Supplied entries section start

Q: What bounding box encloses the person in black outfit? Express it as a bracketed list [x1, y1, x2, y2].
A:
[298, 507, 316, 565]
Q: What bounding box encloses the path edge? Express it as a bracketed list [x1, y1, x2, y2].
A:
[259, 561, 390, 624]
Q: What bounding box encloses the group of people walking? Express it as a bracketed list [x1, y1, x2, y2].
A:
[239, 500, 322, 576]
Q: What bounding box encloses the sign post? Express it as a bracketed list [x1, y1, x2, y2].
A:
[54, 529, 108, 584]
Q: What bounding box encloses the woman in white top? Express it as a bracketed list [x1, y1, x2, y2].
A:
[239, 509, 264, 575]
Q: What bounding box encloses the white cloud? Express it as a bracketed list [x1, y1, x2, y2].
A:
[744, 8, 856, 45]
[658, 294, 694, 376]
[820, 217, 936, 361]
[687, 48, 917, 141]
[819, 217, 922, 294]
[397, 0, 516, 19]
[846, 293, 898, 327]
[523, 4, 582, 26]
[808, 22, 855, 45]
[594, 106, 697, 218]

Supplied entries section end

## Directions for this task
Only lines holding "white" are wanted; copy all of them from the listing.

## Problem solution
Q: What bounding box encloses the woman in white top? Express it as a bracketed list [x1, y1, x2, y2].
Q: What bounding box encloses the white cloud? Express it as a bracketed list [x1, y1, x2, y2].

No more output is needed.